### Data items

____

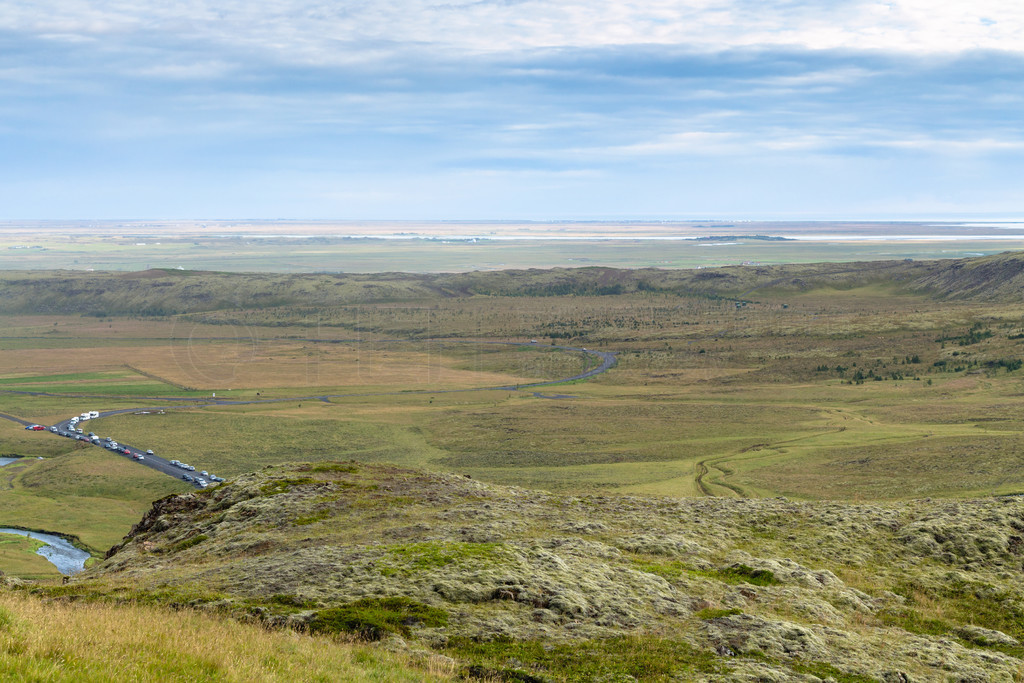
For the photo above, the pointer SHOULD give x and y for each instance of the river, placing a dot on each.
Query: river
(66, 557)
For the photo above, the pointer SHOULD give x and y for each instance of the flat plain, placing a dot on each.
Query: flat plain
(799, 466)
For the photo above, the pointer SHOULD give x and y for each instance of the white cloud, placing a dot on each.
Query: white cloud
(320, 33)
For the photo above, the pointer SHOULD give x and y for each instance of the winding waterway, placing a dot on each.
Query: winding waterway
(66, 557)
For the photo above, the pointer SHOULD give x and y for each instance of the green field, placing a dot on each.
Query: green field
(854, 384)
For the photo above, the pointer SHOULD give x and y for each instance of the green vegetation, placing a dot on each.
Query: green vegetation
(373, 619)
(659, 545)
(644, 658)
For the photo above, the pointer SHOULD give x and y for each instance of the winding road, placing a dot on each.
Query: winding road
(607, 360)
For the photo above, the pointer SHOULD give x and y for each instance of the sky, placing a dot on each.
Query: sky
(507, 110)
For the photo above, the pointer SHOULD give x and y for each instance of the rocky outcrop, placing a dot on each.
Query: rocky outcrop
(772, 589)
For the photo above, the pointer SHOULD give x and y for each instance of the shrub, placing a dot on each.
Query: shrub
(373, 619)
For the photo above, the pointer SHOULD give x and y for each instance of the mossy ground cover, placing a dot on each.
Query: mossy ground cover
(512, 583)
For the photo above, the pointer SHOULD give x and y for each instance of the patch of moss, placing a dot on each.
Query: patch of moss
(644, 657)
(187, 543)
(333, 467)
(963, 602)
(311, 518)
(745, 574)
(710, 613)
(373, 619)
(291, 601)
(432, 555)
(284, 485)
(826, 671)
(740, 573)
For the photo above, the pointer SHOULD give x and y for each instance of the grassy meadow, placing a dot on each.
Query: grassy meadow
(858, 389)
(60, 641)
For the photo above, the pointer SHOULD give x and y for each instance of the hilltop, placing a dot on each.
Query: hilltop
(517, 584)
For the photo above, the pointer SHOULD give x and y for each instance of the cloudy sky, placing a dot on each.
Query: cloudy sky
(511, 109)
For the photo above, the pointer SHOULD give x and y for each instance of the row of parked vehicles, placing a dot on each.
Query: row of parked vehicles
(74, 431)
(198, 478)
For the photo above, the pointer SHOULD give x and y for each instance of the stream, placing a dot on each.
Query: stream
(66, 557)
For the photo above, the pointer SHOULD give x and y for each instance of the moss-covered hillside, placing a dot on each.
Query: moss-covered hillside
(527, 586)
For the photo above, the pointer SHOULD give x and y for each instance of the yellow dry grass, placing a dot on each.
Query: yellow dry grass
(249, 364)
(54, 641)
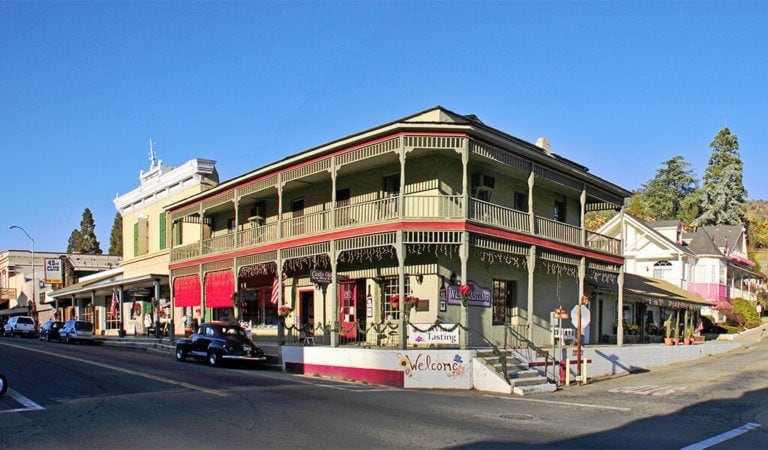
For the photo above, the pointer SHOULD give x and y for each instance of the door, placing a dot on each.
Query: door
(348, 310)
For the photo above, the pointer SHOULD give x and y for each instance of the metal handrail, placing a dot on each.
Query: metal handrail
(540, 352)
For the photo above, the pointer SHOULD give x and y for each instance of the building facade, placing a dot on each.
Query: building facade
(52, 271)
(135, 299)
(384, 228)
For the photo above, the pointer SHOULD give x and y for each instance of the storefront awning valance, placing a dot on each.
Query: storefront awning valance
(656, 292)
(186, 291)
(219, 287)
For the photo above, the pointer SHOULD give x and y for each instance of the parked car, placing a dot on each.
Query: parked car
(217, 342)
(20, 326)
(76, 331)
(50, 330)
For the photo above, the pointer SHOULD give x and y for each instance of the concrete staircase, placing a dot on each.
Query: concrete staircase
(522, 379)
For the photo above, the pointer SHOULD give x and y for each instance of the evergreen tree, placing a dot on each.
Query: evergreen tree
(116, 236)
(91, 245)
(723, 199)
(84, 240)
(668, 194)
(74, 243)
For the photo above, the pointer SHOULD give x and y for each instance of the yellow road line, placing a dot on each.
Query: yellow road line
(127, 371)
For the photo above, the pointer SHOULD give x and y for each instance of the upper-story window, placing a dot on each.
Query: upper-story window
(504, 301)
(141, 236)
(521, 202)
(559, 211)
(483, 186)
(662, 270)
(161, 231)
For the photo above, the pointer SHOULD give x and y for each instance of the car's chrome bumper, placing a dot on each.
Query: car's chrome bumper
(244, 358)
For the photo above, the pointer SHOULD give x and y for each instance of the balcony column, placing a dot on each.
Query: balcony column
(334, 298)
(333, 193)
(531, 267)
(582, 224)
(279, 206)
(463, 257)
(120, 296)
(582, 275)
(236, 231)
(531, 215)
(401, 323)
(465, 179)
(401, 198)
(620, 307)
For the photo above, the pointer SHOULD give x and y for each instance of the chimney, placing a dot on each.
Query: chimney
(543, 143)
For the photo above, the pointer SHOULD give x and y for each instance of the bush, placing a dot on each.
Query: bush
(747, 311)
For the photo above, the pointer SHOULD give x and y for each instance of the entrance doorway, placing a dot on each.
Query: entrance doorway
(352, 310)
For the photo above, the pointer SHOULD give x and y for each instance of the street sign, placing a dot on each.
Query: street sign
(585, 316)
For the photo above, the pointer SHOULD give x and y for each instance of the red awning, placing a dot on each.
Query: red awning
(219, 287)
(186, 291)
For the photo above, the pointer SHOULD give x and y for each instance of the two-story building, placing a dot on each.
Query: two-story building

____

Exact duplicates of all the entries are required, and no image may appear in them.

For the photo above, the pointer SHOULD give x and y for each instance of the river, placing a dot on each.
Query: river
(66, 557)
For the photo above, the pointer SHOULD give x and y for each instance of the flat plain, placing a dot on each.
Query: flat plain
(799, 466)
For the photo above, the pointer SHOULD give x and y for each instance of the white cloud, placing a dot on each.
Query: white cloud
(320, 33)
For the photo above, the pointer SHOULD give x and y for each instance of the winding waterway, placing a dot on each.
Query: winding waterway
(66, 557)
For the photo above, the pointer SHOULD give x and y for each instance of the green field, placing a dot on each.
Query: green field
(854, 384)
For the photo above, the pointer SHOULD give x and y for each instance of the green vegetation, placing a dot on each.
Query: green vegetation
(373, 619)
(659, 545)
(644, 658)
For the photo above, the pointer SHOULD give x and y for each instance of the winding road, placing a dot on each.
Query: winding road
(607, 360)
For the photo above, the pointer SHOULD give x and y for each instance of the sky, placing a dot on each.
Query: sky
(507, 110)
For the photo above, the pointer SHOULD give x and y for each instance of the rocky outcrop, placing a dot on each.
Query: rocky outcrop
(772, 589)
For the photo above, the pointer SHOULD give x and y for each instance of the shrub, placing a dot on each.
Query: shrub
(373, 619)
For the photo above, the pointer SHOULD give x and y for each instance of the mossy ground cover, placing a dot on each.
Query: mossy ground cover
(512, 583)
For the photo above, the pointer SHOULD give x and y for each instance of the patch of moss, placing a dot on each.
Query: patch of moss
(644, 657)
(187, 543)
(333, 467)
(963, 602)
(311, 518)
(745, 574)
(710, 613)
(373, 619)
(291, 601)
(432, 555)
(284, 485)
(826, 671)
(740, 573)
For the photo above, the pointer SHOULD give x and y for each instance of the grassy meadow, placing a dot on each.
Query: grassy meadow
(858, 389)
(60, 641)
For the photo above, the pointer SHOULD give x and y for each instance of the hilltop, placing a dot on each.
Query: hilltop
(517, 584)
For the photo above, the pointer SHOULD give x and y for each instance of the cloudy sky, placing a dot on each.
Query: cloudy sky
(511, 109)
For the photo above, the pointer SHOULD give x and y for each instance of the row of parked vehicles, placing a dot on each.
Query: row of parked vehicles
(74, 431)
(198, 478)
For the photo above, the pointer SHOULD give x and y for each instance of the stream, placing a dot on each.
Query: stream
(66, 557)
For the photo above, the pointer SHOULD give x and y for each instance of the moss-covered hillside, placing a dot on each.
Query: moss-covered hillside
(527, 586)
For the photo above, the pointer SHOULD give x and y for each instance of the yellow dry grass, placing a dot on each.
Query: yellow dry grass
(249, 364)
(54, 641)
For the photo above, the pointer SHOULD give x and y for each instance of the door, placing a dot on each.
Query: door
(348, 310)
For the photo above, the pointer SHOULD give x and y for each instance of the metal handrail, placing a dot on each.
Query: metal handrail
(540, 352)
For the photo above, the pointer SHOULD give x and y for each instance of the building facade, placing a dot on each.
Query: building facade
(52, 271)
(135, 299)
(384, 228)
For the photo above, the pointer SHOULD give x and y for each instance of the storefront awning valance, placing a dot on each.
Query: storefront awning valance
(656, 292)
(186, 291)
(219, 287)
For the photo above, the pointer SHOULD give x and y for each instance of the parked car, placing a dot on each.
Query: parked car
(217, 342)
(20, 326)
(76, 331)
(50, 330)
For the photo above, the pointer SHOULD give x and y for each instance of the concrete staircase, placing a dot on each.
Query: concrete staircase
(522, 379)
For the photo above, the pointer SHOULD give x and y for each instance of the evergreen tree, placing a dot on each.
Query: evergreen tree
(116, 236)
(91, 245)
(723, 199)
(84, 240)
(668, 194)
(74, 243)
For the photo above, the pointer SHOULD give x and y for each instance of the yellow road line, placing a dot on each.
Query: yellow road line
(127, 371)
For the photo above, the pointer SHOULD give x and y for each instance of the upper-story window, placing a dot on each.
Query: upper-story window
(504, 301)
(141, 236)
(521, 202)
(559, 211)
(483, 186)
(662, 270)
(161, 231)
For the photo above, the pointer SHOULD give x and y for each instance of the car's chrome bumper, placing a dot on each.
Query: car's chrome bumper
(244, 358)
For the photo above, the pointer SHOULD give x and y for each instance of the balcony column, placing a dot on each.
Query: balcony column
(334, 298)
(333, 193)
(531, 267)
(582, 224)
(279, 206)
(463, 257)
(120, 296)
(582, 275)
(236, 231)
(531, 215)
(401, 323)
(465, 179)
(401, 198)
(620, 307)
For the photo above, the pointer SHOULD give x and y for each instance of the chimney, placing a dot on each.
Query: chimney
(543, 143)
For the photo above, the pointer SHOULD give x and y for each instance of the bush, placing a dot on each.
Query: bush
(747, 311)
For the photo above, the pointer SHOULD give x and y for each instance of the entrance doorway, placing a dot on each.
Query: entrance doorway
(352, 310)
For the photo above, the pointer SHOULD give x and y for each instance of the street sign, placing a dot on each.
Query: street sign
(585, 316)
For the photo above, the pointer SHOULD give x and y for each instance of the red awning, placing a dot on each.
Query: red awning
(219, 287)
(186, 291)
For the photo above, the pointer SHOULD give x and y for each instance of the two-story building, placing a dot on each.
Query: two-story building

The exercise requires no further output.